▶ [Geciteerde passage]:

-- -- --

In deze zaak heeft de Rechtbank Noord-Nederland op 3 maart 2023 uitspraak gedaan over de beëindiging van de schuldsaneringsregeling van de schuldenaar. De rechtbank overweegt dat, ondanks de forse nieuwe schulden die de schuldenaar heeft opgebouwd, de schone lei kan worden toegekend. Dit besluit is genomen in het licht van de schrijnende situatie waarin de schuldenaar zich bevindt, met name door de hoge energieschulden die voortkomen uit stijgende energieprijzen en een slecht geïsoleerde huurwoning. De rechtbank heeft vastgesteld dat de nieuwe schulden voor het grootste deel niet toerekenbaar zijn aan de schuldenaar, wat een belangrijke factor is in de beslissing om de schone lei toe te kennen.

-- -- --

▶ [Fragmenten uit dataset]:
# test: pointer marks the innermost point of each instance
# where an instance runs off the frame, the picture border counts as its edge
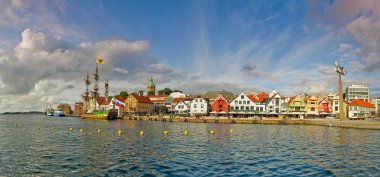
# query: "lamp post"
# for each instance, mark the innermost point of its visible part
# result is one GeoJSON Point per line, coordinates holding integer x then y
{"type": "Point", "coordinates": [341, 72]}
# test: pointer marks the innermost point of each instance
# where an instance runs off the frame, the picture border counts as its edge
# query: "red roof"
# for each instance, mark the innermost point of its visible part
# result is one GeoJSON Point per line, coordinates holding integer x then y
{"type": "Point", "coordinates": [291, 99]}
{"type": "Point", "coordinates": [361, 103]}
{"type": "Point", "coordinates": [142, 99]}
{"type": "Point", "coordinates": [158, 96]}
{"type": "Point", "coordinates": [120, 99]}
{"type": "Point", "coordinates": [252, 98]}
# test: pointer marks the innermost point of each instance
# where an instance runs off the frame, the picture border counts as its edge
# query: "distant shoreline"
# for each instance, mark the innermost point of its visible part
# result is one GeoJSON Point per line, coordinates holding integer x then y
{"type": "Point", "coordinates": [359, 124]}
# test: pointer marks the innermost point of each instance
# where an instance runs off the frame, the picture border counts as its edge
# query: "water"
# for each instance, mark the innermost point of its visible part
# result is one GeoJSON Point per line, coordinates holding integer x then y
{"type": "Point", "coordinates": [252, 150]}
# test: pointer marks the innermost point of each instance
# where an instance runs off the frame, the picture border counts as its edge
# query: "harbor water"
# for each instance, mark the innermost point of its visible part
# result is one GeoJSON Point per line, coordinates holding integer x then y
{"type": "Point", "coordinates": [37, 145]}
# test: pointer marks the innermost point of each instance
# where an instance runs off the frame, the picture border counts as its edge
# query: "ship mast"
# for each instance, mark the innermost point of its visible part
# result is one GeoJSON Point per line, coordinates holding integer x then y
{"type": "Point", "coordinates": [106, 92]}
{"type": "Point", "coordinates": [96, 88]}
{"type": "Point", "coordinates": [86, 94]}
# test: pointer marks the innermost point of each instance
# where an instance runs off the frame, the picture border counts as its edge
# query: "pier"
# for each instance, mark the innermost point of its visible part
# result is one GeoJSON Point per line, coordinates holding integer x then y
{"type": "Point", "coordinates": [360, 124]}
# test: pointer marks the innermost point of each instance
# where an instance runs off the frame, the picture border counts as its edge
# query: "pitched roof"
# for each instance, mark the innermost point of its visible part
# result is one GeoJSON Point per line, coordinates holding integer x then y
{"type": "Point", "coordinates": [142, 99]}
{"type": "Point", "coordinates": [252, 98]}
{"type": "Point", "coordinates": [291, 99]}
{"type": "Point", "coordinates": [361, 103]}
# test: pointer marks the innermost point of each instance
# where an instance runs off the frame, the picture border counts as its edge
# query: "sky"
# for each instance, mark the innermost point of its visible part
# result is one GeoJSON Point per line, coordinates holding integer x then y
{"type": "Point", "coordinates": [48, 46]}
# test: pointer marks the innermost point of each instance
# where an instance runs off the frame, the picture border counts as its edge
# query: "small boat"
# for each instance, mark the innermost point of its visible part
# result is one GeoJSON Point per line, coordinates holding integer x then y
{"type": "Point", "coordinates": [101, 115]}
{"type": "Point", "coordinates": [50, 112]}
{"type": "Point", "coordinates": [59, 113]}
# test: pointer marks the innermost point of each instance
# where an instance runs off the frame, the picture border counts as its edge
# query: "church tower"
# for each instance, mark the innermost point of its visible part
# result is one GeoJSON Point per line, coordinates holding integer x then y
{"type": "Point", "coordinates": [151, 88]}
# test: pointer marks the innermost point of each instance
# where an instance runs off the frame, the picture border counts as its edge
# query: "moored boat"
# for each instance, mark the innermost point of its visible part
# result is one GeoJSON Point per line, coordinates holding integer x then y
{"type": "Point", "coordinates": [59, 113]}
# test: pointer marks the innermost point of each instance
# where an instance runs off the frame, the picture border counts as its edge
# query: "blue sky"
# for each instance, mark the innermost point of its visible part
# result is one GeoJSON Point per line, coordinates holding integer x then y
{"type": "Point", "coordinates": [46, 47]}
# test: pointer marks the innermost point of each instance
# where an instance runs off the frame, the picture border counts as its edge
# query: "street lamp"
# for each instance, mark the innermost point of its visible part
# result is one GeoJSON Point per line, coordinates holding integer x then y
{"type": "Point", "coordinates": [341, 72]}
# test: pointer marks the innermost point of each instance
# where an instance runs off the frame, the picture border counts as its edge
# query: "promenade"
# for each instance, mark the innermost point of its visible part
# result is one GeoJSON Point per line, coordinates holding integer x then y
{"type": "Point", "coordinates": [360, 124]}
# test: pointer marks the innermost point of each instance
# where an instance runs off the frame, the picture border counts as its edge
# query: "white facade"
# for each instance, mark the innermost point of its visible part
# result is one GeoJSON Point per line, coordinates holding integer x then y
{"type": "Point", "coordinates": [198, 106]}
{"type": "Point", "coordinates": [274, 106]}
{"type": "Point", "coordinates": [243, 103]}
{"type": "Point", "coordinates": [357, 92]}
{"type": "Point", "coordinates": [177, 95]}
{"type": "Point", "coordinates": [182, 107]}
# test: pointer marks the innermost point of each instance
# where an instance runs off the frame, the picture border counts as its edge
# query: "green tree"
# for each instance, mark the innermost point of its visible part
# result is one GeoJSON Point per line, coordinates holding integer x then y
{"type": "Point", "coordinates": [123, 94]}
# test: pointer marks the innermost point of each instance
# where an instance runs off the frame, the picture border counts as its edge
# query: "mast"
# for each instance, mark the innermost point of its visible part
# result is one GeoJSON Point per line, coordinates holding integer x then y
{"type": "Point", "coordinates": [86, 94]}
{"type": "Point", "coordinates": [106, 92]}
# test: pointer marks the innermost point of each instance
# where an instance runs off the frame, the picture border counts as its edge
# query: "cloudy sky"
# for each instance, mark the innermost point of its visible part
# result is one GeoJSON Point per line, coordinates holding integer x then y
{"type": "Point", "coordinates": [47, 47]}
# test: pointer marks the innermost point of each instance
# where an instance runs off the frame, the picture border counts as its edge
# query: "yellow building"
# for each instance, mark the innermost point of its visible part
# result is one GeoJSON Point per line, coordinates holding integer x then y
{"type": "Point", "coordinates": [312, 104]}
{"type": "Point", "coordinates": [136, 104]}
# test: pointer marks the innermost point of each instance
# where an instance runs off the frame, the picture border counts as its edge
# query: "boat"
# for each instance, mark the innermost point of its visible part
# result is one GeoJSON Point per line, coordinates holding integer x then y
{"type": "Point", "coordinates": [101, 115]}
{"type": "Point", "coordinates": [49, 111]}
{"type": "Point", "coordinates": [59, 113]}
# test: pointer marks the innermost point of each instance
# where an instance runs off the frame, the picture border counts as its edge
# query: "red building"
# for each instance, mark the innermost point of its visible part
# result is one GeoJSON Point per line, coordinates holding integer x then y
{"type": "Point", "coordinates": [220, 106]}
{"type": "Point", "coordinates": [325, 107]}
{"type": "Point", "coordinates": [262, 96]}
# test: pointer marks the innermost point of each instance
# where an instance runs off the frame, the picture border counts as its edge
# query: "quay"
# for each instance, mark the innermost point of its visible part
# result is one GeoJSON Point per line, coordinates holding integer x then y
{"type": "Point", "coordinates": [360, 124]}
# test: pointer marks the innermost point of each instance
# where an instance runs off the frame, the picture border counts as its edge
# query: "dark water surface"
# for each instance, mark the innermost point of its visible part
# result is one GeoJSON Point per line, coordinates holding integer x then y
{"type": "Point", "coordinates": [252, 150]}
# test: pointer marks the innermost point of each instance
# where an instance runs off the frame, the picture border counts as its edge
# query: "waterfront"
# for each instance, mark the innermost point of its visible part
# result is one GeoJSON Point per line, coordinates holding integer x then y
{"type": "Point", "coordinates": [251, 150]}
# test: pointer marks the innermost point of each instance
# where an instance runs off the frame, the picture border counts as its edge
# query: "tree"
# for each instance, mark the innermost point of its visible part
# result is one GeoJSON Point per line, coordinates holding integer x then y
{"type": "Point", "coordinates": [123, 94]}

-- -- --

▶ [Jouw opdracht]: Zet de tekst over de uitspraak van de Rechtbank Noord-Nederland over de schuldsaneringsregeling voort, aansluitend op de laatste zin.

▶ [Uitwerking opdracht]:
De rechtbank heeft ook gekeken naar de procesgang, waarbij de schuldenaar en zijn bewindvoerder op verschillende momenten zijn gehoord. De bewindvoerder heeft verslag uitgebracht over de voortgang van de schuldsaneringsregeling en de problemen die de schuldenaar ondervindt. De rechtbank heeft vastgesteld dat de schuldenaar geen afloscapaciteit heeft en dat een verlenging van de schuldsanering geen oplossing biedt voor de schuldeisers. De rechtbank heeft de schuldenaar aangespoord om samen met zijn bewindvoerder en mogelijk de gemeente naar een structurele oplossing te zoeken, waarbij een verhuizing als meest voor de hand liggend wordt beschouwd.
De rechtbank heeft ook het salaris van de bewindvoerder vastgesteld en aangegeven dat de schuldsaneringsregeling van rechtswege eindigt zodra de slotuitdelingslijst verbindend is geworden. De vorderingen die onder de schuldsaneringsregeling vallen, zijn dan niet langer afdwingbaar. De rechtbank heeft de schuldenaar in staat gesteld om zijn verplichtingen na te komen en heeft de beëindiging van de schuldsaneringsregeling uitgesproken, met de vaststelling van het salaris van de bewindvoerder op maximaal € 3.674,43.